# [Source passage]
○ ○ ○ ○ ○
Jim Gaffigan’s new comedy special gets real about pandemic life at home in a family of 7: ‘a round robin of people losing their mind’
By Marianne Garvey
Jim Gaffigan is driving for the first time in 30 years. He’s also bought a home in the country and has started gardening.
Indeed, the pandemic has changed us all.
Gaffingan, his wife Jeannie and their five children, Marre, Jack, Katie, Michael and Patrick, spent the spring of 2020 in the early months of the pandemic in New York City, but in June found it to be overwhelming, so they moved upstate, and bought a house so they could have more room.
“It’s a lifetime, right?” Gaffigan tells CNN of the past two years. “It’s like describing the Fall of Saigon, you know, there’s so many emotions. I think it’s gonna be really interesting to see culturally how we all grow to understand what we went through. You know what I mean? Like we know that there’s psychological effects, we know that it’s probably been harder on kids.”
Even Gaffigan, a prolific comic with a new one-hour special, says he has a hard time articulating what living at home with five kids during a pandemic felt like for him.
“I feel like it’s a little bit like watching an episode of ‘Dateline,’ he laughs. “Like you think you’re gonna find out information and then it gets to that four-minute commercial junk, then there’s a new variant when we get back.”
He says he wasn’t writing standup during the pandemic, but was still gaining plenty of material from inside his own home, which he turned into commentaries on “CBS Sunday Morning” for 22 weeks.
“I didn’t really write standup during the the first year and a half,” Gaffigan says, adding, “I was trying to exercise. I finally gained all my weight back. It took at least a week. You know, we’re a household of seven, so it was kind of a round robin of people losing their mind.”
Eventually, like many many families, the screens took over.
“I remember that spring break we, as a family, we watched a movie every night,” he says. “But the screens did take over. You know what I mean? Like, I’d be lying if I said they didn’t. But I think the big thing that we focused on was not killing each other.”
○ ○ ○ ○ ○
# [Given data]
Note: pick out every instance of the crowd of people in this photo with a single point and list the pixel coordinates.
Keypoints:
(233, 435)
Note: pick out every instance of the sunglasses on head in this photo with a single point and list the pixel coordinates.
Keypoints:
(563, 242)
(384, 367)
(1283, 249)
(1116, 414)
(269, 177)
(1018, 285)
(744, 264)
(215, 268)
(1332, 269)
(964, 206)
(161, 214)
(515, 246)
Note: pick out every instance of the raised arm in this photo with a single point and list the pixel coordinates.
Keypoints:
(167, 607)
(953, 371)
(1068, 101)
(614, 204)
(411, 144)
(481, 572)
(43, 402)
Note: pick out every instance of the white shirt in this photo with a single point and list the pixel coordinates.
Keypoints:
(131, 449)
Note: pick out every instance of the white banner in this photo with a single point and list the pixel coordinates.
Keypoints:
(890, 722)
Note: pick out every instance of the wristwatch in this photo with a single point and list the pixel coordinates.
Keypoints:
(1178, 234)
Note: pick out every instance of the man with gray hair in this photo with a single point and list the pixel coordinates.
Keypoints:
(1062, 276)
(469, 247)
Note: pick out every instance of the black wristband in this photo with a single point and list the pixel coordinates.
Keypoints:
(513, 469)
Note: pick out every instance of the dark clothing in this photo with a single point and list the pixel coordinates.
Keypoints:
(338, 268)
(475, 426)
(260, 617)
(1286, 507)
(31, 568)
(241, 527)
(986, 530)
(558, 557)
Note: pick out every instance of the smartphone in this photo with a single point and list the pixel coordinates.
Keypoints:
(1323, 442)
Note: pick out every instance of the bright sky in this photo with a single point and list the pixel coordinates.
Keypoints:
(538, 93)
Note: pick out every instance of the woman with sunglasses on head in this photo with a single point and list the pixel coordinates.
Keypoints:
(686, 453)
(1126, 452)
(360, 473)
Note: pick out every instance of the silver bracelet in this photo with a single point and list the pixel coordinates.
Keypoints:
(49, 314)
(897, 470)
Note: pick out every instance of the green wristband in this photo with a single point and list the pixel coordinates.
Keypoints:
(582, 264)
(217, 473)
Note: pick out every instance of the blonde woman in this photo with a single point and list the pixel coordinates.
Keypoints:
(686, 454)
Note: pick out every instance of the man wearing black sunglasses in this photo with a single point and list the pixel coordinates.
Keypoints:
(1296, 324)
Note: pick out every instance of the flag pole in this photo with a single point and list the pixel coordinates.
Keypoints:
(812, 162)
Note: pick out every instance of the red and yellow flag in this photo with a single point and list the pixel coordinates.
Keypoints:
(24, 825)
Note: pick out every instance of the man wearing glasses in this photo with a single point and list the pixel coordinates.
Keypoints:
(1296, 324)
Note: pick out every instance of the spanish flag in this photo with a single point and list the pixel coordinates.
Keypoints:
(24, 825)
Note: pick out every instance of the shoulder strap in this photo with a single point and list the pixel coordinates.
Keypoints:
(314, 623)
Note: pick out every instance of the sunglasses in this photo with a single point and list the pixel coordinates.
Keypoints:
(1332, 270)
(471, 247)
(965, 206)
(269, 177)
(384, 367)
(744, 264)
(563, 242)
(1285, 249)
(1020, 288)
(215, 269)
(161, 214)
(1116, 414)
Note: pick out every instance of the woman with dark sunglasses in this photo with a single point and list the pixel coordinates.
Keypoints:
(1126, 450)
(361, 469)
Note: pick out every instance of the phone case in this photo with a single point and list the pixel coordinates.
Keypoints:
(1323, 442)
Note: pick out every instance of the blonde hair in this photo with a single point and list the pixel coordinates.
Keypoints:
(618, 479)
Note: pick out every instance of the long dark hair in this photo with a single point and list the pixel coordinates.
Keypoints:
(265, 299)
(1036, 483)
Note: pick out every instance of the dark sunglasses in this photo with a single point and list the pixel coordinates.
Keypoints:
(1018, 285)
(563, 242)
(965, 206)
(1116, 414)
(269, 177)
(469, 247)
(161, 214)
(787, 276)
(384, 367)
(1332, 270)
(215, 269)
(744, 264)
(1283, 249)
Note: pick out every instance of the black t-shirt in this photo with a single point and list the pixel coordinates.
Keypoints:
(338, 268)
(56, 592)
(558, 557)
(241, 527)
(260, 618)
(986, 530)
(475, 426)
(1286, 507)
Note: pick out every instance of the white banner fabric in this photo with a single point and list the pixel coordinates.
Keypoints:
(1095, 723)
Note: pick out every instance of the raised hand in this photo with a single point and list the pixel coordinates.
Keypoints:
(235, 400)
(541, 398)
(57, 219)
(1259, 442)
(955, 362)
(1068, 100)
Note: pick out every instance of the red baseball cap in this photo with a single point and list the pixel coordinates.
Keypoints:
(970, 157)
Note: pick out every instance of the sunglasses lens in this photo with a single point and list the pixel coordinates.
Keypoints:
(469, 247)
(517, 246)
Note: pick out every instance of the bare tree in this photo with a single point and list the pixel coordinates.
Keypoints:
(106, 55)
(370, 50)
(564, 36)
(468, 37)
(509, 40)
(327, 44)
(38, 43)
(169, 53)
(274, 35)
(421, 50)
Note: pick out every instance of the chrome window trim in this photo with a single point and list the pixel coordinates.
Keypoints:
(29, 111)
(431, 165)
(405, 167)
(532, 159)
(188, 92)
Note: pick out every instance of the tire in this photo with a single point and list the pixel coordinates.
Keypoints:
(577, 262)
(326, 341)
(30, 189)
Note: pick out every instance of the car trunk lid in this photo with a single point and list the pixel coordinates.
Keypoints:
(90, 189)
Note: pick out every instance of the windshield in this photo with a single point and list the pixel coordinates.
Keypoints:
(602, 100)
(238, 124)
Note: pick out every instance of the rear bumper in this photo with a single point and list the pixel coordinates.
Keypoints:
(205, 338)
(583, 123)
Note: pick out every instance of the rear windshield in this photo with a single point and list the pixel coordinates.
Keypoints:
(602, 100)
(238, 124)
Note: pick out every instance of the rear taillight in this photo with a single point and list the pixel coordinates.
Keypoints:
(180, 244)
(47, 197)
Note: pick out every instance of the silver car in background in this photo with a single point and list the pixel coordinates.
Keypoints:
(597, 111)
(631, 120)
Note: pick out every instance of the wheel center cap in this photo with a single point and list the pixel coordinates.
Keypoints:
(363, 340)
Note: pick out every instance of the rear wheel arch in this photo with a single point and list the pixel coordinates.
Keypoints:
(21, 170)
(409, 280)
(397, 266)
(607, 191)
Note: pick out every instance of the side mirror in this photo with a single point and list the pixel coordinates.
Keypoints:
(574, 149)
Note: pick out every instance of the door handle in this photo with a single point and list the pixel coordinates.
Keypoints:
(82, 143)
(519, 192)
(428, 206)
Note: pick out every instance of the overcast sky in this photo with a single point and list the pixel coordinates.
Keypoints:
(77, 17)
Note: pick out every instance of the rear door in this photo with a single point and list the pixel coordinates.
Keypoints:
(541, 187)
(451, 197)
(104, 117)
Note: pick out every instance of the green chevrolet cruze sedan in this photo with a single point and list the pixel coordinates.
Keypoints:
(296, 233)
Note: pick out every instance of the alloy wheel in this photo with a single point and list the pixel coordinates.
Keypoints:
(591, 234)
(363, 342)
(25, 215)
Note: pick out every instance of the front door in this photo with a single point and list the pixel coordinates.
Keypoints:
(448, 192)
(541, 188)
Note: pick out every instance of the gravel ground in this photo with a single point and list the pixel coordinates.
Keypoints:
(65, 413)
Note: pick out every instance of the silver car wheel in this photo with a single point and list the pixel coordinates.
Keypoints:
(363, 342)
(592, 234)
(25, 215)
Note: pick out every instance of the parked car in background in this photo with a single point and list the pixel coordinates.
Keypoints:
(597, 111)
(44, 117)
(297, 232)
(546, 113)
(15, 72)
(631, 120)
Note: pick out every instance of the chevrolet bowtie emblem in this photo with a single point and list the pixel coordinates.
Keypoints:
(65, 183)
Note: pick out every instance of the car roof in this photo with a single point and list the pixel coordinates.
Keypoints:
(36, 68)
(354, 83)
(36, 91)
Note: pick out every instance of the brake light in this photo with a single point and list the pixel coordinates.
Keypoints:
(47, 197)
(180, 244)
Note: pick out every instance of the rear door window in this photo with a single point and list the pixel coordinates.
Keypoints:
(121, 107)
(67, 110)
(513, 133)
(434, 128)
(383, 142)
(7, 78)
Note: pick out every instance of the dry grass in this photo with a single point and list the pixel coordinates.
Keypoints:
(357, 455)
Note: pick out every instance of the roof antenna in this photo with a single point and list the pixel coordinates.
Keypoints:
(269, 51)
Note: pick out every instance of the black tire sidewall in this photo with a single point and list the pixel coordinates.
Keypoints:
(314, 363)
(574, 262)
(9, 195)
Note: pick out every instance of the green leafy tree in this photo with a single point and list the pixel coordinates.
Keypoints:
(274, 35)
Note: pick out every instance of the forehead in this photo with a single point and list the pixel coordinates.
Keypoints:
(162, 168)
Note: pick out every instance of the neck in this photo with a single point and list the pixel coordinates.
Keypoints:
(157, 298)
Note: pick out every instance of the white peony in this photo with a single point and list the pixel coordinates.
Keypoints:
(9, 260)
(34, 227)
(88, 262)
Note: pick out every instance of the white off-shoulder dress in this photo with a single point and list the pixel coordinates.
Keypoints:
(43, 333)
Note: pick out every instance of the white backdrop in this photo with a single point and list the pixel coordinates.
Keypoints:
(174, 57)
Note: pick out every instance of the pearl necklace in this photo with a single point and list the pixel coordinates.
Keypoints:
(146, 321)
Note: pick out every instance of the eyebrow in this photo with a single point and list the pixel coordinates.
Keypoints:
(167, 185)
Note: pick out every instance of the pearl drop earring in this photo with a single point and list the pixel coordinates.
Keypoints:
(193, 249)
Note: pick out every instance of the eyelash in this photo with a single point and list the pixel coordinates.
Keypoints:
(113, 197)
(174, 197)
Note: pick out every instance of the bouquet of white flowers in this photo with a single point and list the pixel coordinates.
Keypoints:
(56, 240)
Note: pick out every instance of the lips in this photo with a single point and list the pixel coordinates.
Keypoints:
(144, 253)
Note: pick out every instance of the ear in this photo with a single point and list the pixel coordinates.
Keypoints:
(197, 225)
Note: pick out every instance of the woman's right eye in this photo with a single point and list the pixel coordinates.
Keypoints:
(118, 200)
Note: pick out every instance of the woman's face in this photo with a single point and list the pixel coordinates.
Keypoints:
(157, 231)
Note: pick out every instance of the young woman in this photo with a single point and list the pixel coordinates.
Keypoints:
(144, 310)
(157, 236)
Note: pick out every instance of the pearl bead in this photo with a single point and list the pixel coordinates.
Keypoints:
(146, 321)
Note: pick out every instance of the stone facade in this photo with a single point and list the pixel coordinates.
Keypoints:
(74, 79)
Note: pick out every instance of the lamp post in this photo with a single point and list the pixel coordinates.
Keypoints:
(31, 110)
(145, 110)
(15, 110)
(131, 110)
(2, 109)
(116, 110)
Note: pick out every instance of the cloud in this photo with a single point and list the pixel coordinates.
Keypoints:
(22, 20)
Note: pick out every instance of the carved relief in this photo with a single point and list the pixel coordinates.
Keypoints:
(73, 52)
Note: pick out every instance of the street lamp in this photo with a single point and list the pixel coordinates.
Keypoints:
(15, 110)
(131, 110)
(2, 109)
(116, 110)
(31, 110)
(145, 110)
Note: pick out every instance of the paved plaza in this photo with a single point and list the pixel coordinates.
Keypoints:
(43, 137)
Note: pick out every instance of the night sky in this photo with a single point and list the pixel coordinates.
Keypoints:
○ ○ ○ ○ ○
# [Required action]
Copy the part of the article on Jim Gaffigan's comedy special that opens with "Jim Gaffigan’s new" and closes with "has started gardening.", swapping "gardening" for "painting".

# [The completed task]
Jim Gaffigan’s new comedy special gets real about pandemic life at home in a family of 7: ‘a round robin of people losing their mind’
By Marianne Garvey
Jim Gaffigan is driving for the first time in 30 years. He’s also bought a home in the country and has started painting.